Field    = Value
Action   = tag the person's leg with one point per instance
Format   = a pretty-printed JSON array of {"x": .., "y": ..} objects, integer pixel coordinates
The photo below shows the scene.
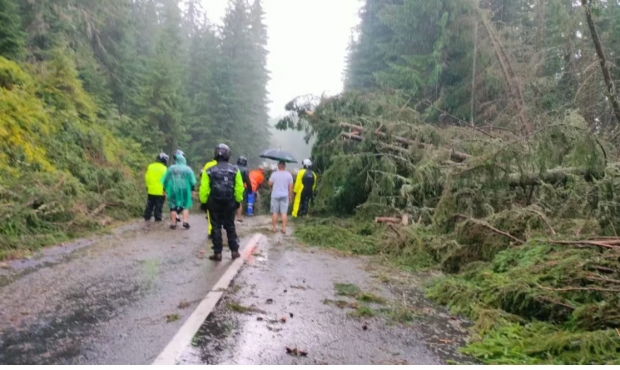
[
  {"x": 148, "y": 211},
  {"x": 173, "y": 218},
  {"x": 210, "y": 225},
  {"x": 217, "y": 219},
  {"x": 297, "y": 204},
  {"x": 231, "y": 232},
  {"x": 284, "y": 221},
  {"x": 303, "y": 207},
  {"x": 251, "y": 204},
  {"x": 185, "y": 218},
  {"x": 159, "y": 208},
  {"x": 274, "y": 214},
  {"x": 284, "y": 211}
]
+++
▶ Required action
The entries above should be reproduced exactly, without their pictures.

▶ Response area
Field    = Value
Action   = tag the person's leg with one point per instance
Format   = a pretty-printed JSON array of {"x": .., "y": ..} objects, integer pixel coordinates
The photo below shows the scene.
[
  {"x": 148, "y": 211},
  {"x": 173, "y": 218},
  {"x": 210, "y": 225},
  {"x": 217, "y": 219},
  {"x": 297, "y": 204},
  {"x": 231, "y": 232},
  {"x": 284, "y": 221},
  {"x": 303, "y": 207},
  {"x": 251, "y": 204},
  {"x": 185, "y": 218},
  {"x": 159, "y": 208},
  {"x": 274, "y": 214},
  {"x": 284, "y": 211}
]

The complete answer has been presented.